Same Question, Same Answer? My Automated LLM Consistency Test

Every day we use AI systems. We trust them. We trust them for answers on our jobs, on our hobbies, even on our lives. But there is a question that nobody (or a few do) asks: If I ask an AI the same question twice, will it provide the same answer?

I decided to find out. But here is the catch: Validating AI consistency manually is a tedious and time consuming job. You have to ask the same questions repeatedly, track responses, compare answers… It’s kinda boring and whoever has to do it, will do it poorly. Against that I built an automated testing framework and asked 5 fundamental questions with 5 repetitions each (total 25 questions).

Objective

The objective here is simple. Find out if GLM-4.5-Air (available free through OpenRouter) could answer consistenlty on the same question.

Methodology

Instead of manually testing, I created an automated LLM evaluation framework, using Postman. Here is what i did :

Selected 5 questions with objective answers
Repeated each question 5 times
Tested each response against 5 quality markers
- Keyword matching. The response should contain what is provided as a keyword for the answer.

- [WHAT THE TASK ASKS] Can you pick up the post on testing LLM answer consistency right after its "Keyword matching" marker and continue it in the same voice?

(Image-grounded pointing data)
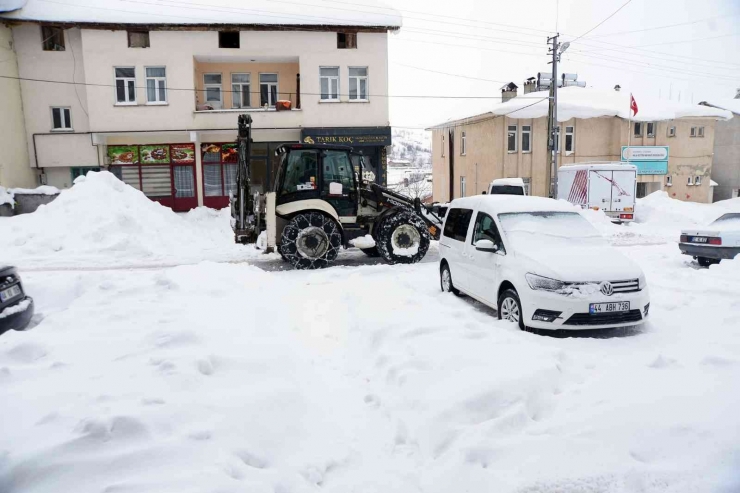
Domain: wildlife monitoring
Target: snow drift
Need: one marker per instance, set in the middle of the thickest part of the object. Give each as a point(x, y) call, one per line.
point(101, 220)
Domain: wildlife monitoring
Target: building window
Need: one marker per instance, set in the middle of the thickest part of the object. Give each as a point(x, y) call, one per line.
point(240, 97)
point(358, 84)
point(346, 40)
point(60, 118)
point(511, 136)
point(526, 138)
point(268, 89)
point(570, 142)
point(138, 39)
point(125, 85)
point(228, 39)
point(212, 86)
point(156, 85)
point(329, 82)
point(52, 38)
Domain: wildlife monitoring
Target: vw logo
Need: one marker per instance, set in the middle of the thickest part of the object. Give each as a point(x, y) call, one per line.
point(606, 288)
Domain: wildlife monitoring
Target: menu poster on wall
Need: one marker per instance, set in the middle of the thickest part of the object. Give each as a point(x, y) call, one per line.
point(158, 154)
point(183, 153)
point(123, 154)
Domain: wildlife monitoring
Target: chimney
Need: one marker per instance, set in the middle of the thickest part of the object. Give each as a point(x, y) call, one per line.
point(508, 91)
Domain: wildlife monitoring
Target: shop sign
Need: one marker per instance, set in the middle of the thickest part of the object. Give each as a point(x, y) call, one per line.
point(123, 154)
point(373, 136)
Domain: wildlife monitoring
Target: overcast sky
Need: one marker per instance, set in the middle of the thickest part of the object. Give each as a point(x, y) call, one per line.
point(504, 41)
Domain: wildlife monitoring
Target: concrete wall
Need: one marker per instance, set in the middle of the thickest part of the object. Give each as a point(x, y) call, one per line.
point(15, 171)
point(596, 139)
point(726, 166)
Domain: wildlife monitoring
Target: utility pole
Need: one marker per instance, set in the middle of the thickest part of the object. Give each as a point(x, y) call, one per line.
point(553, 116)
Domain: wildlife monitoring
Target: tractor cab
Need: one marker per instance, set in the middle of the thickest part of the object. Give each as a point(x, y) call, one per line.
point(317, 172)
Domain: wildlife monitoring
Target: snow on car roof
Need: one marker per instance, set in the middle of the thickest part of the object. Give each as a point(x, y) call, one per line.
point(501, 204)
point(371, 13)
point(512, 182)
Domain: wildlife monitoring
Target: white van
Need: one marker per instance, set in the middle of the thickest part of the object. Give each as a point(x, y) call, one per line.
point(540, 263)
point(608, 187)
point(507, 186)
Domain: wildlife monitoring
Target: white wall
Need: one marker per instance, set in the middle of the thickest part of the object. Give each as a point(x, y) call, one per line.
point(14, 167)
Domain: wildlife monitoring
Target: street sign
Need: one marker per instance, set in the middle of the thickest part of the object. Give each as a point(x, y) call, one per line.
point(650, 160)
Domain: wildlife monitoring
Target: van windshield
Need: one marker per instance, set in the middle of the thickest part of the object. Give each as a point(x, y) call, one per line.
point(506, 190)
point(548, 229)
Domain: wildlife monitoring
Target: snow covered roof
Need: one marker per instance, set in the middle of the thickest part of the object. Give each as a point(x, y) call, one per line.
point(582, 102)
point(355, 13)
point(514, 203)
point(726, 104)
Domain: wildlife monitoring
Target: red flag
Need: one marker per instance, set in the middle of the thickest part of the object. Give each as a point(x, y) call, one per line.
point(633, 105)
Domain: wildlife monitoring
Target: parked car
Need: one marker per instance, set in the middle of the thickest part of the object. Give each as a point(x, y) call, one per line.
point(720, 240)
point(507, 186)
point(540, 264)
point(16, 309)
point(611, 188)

- [EXERCISE OUTPUT]
- Response length. The response must be detailed but not very long. Long answer might include information users did not ask for. I marked high quality response as a response between 3 and 50 words.
- Uncertainty detection. Answer should avoid hedging like “Maybe” or “I think”.
- Negative word detection. LLM should avoid use contradiction on its answers.
- Grammar and format. Answer should follow these rules (natural language).
Add score for each response, based on a 100 point scale
Calculate consistency rate for each response

Question were given to Postman on a .csv format. The table including the response and the scoring was sent back on a new .csv file on my email address.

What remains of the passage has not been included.